> [TEXT BLOCK]
******
As a by-the-way response to the Minister of State's comments about the Government's success with housing, the facts are pretty awful. The latest figures in Rebuilding Ireland about housing directly built by local authorities show that the Government built less in 2019 than in 2018. Local authority housing output is getting worse. The State built 1,238 houses in 2018 and only 1,088 in 2019, but in Dublin the situation is worse. In 2018, the four Dublin counties built 634 council houses, a pathetic number in and of itself. In 2019, that fell to 228. In Dún Laoghaire, the number went from 120 in 2018, for a housing list of 5,000, to 17 in 2019 for that housing list. I will tell the Minister of State a little secret: fewer than 17 will be built next year. It is getting worse, not better. This is relevant to whether we can take seriously the Government talk about doing something about the climate emergency and about a 7% annual emissions reduction target. The Government produces plans and there are many promises and a lot of spin, but we do not see the delivery, as is the case with local authority housing. I do not see how the Green Party can imagine for one second that it will get a 7% annual emissions reduction with the approach the Government has, which is not serious at any level. I will not list everything, although there are such facts as the Government wanting to expand the herd, to continue with the liquefied natural gas plant, to kowtow to the fossil fuel industry about the fossil fuel ban and so on.
******
> [STUDY MATERIAL]
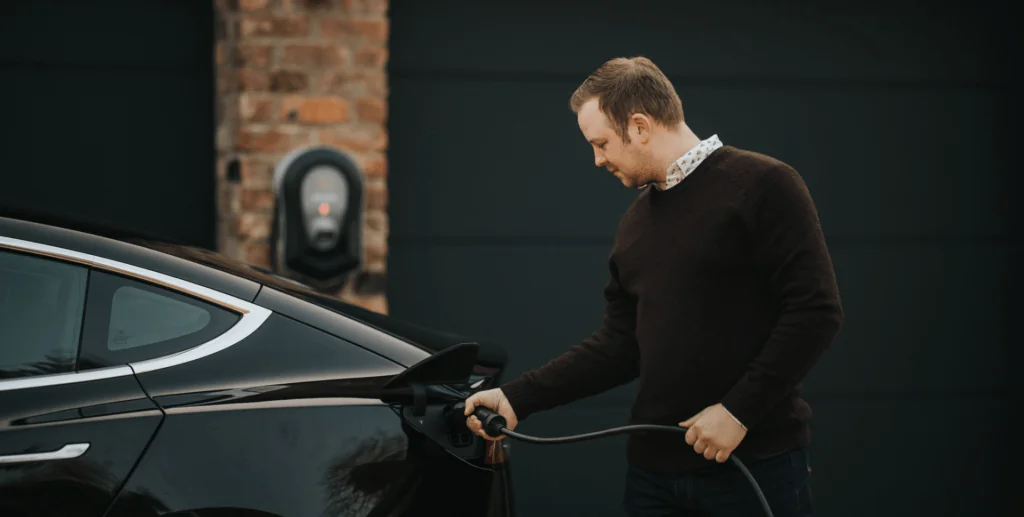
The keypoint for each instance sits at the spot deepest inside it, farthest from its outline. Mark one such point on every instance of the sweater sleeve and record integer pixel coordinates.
(790, 250)
(607, 358)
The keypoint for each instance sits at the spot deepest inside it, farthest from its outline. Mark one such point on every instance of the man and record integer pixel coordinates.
(721, 298)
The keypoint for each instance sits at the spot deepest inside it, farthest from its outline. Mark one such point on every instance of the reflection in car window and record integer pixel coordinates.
(139, 318)
(129, 320)
(41, 305)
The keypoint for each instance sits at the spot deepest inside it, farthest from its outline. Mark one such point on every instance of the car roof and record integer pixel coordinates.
(212, 269)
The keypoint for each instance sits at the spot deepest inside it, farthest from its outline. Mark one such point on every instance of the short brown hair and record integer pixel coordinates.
(628, 85)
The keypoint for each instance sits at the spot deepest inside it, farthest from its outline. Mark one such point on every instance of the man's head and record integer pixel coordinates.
(626, 109)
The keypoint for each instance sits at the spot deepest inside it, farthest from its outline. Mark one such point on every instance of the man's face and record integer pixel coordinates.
(626, 161)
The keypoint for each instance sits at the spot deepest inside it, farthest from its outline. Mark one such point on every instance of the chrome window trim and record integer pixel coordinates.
(252, 318)
(69, 451)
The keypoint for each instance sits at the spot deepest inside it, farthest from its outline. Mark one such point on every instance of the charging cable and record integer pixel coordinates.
(494, 425)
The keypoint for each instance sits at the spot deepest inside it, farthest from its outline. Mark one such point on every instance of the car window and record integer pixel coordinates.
(130, 320)
(41, 306)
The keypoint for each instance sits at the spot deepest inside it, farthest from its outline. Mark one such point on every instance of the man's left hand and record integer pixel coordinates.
(714, 433)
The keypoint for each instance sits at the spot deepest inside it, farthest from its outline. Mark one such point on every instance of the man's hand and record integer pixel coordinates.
(714, 433)
(494, 399)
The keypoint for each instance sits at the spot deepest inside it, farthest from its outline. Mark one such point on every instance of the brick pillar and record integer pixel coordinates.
(296, 73)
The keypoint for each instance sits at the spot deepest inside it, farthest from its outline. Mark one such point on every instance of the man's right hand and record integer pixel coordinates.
(495, 400)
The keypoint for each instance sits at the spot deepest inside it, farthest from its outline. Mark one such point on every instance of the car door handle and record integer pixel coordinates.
(66, 453)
******
> [WHAT THE TASK REQUIRES] Pick up the remarks on local authority housing and the 7% emissions target after their last sentence and carry them on.

> [ANSWER SPACE]
In the area of housing, it is blatantly obvious that the market cannot deliver. If there is one thing that the Government should have learned from the pandemic, since it was forced to learn this, it is that when the market has to shut down and the State intervenes, it is capable of doing so. The Government does not pass off responsibility but does it itself. That is what is needed if we are to retrofit the housing stock in this country. The State has to do it by establishing a State construction company, marshalling the resources and having a planned approach to at least 100,000 retrofits a year. Even though the Government says we are only the party of protest, we have, along with the Government in fairness, though ours is much more ambitious, gone to the trouble of having a costed retrofit programme for the next ten years in our manifesto. It is expensive but it will save us significant fines and emissions, and it will improve the quality of housing for hundreds of thousands of our citizens who are, in many cases, in chronically damp, poorly insulated homes where their quality of life suffers as a result. It does not surprise me that we have such high asthma rates in this country when one considers that 86% of people live in houses that have a building energy rating of C or worse. Most are much worse than that.

We are not even touching the problem because we are essentially leaving it to the market, rather than the State doing it. Now is the time to change approach because there are sadly now hundreds of thousands of young people without jobs, possibly for the foreseeable future.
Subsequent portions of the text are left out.